Work to be completed »
In the hedging policy passage below, reproduce word for word the stretch that begins at "The Audit Committee" and stops after "provide additional oversight.".

### Selection ###

The Audit Committee of our Board of Directors monitors the implementation of our policy, and we have engaged an independent firm to provide additional oversight.
 
We frequently use financial derivatives (“hedges”) to reduce our exposure to commodity price risk. We have implemented a Risk Management Policy which allows management to execute crude oil, natural gas liquids and natural gas hedging instruments, which may include swaps, collars, options and other derivatives, in order to reduce exposure to substantial adverse changes in the prices of these commodities. These hedges are only intended to mitigate the risk associated with our natural physical position. We monitor and ensure compliance with this Risk Management Policy through senior level executives in our operations, finance and legal departments. Our Risk Management Policy includes the following provisions:
 
1. Anti-speculation
 
Speculative buying and selling of commodity or interest rate products is prohibited. “Speculation” includes, but is not limited to, buying or selling commodity or financial instruments that are not necessary for meeting forecasted production, consumption, or outstanding debt service.

### Records shown ###

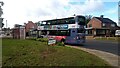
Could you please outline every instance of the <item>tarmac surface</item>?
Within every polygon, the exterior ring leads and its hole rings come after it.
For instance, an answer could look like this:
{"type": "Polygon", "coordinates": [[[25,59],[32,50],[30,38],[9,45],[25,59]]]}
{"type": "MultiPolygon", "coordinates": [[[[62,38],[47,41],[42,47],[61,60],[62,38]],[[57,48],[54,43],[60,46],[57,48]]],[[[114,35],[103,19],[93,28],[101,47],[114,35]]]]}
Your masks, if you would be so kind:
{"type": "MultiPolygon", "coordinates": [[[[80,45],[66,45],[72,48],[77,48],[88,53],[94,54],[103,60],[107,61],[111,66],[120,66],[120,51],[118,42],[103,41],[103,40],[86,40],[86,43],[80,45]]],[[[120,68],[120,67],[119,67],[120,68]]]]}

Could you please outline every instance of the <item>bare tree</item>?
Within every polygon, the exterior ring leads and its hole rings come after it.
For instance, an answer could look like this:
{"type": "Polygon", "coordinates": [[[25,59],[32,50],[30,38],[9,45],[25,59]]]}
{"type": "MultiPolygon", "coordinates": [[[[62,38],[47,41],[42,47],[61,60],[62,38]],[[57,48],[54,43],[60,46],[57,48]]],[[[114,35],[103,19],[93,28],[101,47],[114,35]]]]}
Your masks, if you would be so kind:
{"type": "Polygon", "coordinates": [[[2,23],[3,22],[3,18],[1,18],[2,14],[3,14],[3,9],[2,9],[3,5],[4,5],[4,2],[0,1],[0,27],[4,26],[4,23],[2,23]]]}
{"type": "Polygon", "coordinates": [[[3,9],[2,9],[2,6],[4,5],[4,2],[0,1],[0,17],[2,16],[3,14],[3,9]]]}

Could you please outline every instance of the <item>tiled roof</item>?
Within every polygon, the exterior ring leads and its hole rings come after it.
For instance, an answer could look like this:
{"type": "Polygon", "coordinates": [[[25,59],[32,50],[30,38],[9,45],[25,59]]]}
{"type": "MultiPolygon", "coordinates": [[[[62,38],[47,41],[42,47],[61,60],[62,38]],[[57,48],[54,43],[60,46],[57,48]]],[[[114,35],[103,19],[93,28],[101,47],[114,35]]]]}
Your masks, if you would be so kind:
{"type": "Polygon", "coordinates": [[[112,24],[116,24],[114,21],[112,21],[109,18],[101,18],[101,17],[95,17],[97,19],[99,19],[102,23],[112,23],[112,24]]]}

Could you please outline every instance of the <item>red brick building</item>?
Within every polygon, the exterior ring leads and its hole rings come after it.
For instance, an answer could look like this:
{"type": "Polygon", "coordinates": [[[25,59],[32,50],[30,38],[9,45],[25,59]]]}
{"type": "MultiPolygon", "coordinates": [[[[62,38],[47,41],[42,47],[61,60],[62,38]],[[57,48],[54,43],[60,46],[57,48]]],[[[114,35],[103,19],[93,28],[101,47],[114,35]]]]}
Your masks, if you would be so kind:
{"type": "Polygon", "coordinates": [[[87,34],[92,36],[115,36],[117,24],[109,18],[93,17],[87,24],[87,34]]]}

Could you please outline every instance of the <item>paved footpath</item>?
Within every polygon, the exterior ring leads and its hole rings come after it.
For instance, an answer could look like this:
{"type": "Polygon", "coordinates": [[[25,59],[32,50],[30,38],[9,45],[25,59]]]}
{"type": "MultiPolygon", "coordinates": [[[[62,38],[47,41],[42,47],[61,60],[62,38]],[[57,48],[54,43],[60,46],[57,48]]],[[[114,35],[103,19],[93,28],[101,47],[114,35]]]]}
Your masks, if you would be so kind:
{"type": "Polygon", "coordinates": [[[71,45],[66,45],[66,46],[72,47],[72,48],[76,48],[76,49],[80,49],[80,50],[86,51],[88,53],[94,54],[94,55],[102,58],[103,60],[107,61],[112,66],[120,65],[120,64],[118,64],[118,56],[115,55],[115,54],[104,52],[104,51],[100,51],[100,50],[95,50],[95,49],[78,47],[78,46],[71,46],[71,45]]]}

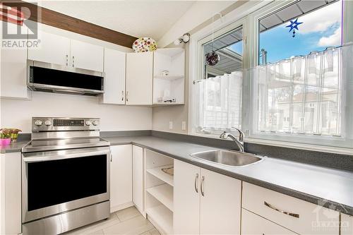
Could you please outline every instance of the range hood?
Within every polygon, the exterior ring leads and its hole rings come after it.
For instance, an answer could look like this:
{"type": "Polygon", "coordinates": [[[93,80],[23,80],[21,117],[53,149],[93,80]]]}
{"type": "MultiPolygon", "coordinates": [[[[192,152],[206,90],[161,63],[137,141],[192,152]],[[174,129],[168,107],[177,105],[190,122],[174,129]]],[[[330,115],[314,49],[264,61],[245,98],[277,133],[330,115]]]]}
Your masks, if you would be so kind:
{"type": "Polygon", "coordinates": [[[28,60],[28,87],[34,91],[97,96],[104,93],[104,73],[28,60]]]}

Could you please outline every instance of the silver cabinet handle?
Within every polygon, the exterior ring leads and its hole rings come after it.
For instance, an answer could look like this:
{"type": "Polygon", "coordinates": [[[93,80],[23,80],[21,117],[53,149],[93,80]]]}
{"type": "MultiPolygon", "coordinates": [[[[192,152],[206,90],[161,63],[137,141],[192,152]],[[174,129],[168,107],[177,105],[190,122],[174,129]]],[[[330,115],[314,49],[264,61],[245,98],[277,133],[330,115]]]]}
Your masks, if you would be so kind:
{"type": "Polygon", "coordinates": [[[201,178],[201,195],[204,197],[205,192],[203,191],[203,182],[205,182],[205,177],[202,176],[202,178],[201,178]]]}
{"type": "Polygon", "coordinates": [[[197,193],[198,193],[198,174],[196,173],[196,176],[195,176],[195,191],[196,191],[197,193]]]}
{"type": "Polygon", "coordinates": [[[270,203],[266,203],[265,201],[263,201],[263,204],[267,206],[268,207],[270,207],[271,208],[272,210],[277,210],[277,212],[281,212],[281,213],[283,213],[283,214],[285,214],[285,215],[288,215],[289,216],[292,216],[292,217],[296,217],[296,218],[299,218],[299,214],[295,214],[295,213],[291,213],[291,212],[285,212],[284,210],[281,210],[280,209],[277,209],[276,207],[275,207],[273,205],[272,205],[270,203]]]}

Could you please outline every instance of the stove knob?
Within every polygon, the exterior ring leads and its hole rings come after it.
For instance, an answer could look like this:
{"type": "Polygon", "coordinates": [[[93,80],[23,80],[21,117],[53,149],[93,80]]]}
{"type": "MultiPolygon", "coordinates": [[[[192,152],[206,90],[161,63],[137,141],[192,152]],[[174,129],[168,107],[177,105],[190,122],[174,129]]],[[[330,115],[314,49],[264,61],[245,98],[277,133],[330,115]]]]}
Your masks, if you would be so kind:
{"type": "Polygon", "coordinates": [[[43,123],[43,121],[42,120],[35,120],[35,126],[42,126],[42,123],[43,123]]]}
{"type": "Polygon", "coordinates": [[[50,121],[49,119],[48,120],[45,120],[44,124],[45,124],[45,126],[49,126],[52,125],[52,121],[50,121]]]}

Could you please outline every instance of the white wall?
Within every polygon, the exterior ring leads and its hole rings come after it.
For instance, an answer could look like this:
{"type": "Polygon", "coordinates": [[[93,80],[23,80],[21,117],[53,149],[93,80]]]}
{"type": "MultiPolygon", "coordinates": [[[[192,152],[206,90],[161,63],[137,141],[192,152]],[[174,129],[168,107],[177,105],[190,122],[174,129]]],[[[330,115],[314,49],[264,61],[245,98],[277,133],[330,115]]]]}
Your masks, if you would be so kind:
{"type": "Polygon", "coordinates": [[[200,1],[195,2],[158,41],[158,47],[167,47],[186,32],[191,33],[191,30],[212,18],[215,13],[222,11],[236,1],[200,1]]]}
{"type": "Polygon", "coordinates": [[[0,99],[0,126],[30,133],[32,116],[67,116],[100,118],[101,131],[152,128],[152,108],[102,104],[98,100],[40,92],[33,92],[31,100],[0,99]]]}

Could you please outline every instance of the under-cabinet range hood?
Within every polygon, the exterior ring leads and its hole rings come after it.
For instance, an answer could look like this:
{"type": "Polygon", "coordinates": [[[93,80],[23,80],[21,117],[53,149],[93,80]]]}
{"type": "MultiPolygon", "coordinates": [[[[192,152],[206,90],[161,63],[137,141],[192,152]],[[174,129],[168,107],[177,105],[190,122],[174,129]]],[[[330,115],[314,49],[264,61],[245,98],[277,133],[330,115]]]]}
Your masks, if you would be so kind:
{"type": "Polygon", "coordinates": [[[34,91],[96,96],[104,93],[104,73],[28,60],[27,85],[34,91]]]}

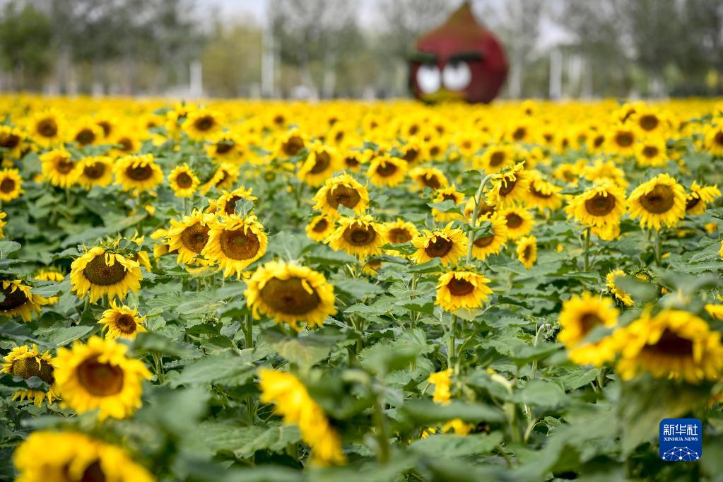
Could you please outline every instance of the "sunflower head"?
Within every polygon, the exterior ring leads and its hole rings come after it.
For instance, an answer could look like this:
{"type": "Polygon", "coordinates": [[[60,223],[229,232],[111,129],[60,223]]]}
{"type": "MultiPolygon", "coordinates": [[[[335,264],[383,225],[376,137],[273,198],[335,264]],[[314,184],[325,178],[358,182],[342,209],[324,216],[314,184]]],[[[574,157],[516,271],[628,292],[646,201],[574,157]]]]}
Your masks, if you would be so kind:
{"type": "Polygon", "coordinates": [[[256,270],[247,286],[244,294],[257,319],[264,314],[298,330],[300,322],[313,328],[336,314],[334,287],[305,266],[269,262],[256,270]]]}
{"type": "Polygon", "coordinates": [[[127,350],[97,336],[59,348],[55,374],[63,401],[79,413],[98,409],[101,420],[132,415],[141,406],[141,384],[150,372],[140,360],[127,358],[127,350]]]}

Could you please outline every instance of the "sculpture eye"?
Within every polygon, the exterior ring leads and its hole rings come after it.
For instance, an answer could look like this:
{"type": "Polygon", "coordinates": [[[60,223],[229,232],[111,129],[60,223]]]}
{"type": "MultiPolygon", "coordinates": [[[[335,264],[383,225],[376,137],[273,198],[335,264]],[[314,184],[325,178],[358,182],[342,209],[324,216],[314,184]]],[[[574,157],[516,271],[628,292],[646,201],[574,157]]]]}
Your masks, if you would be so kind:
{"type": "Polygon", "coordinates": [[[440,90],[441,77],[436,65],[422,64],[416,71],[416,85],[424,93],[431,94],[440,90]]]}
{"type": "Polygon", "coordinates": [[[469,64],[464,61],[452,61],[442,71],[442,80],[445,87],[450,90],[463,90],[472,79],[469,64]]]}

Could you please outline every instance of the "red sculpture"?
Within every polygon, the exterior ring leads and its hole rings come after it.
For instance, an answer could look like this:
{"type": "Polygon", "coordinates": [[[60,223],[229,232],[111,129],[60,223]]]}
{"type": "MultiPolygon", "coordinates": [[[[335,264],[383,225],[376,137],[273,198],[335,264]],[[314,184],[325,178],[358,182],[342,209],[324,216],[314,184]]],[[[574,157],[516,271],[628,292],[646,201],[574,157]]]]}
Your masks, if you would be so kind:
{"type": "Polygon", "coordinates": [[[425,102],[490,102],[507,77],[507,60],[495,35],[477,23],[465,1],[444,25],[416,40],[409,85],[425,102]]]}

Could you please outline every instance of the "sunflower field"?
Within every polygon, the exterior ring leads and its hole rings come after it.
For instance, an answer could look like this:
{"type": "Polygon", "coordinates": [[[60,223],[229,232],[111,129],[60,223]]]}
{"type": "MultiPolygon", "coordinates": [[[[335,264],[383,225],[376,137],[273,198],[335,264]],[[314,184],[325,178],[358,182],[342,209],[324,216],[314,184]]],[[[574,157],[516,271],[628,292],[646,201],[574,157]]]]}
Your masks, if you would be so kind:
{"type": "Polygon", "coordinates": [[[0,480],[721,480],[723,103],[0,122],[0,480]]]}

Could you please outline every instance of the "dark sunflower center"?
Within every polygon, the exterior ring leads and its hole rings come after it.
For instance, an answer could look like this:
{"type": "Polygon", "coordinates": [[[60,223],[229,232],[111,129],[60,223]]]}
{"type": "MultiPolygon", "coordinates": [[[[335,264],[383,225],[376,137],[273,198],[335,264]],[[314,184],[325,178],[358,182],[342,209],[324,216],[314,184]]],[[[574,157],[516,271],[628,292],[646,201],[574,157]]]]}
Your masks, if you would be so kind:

###

Finished task »
The Audit Committee of our Board of Directors monitors the implementation of our policy, and we have engaged an independent firm to provide additional oversight.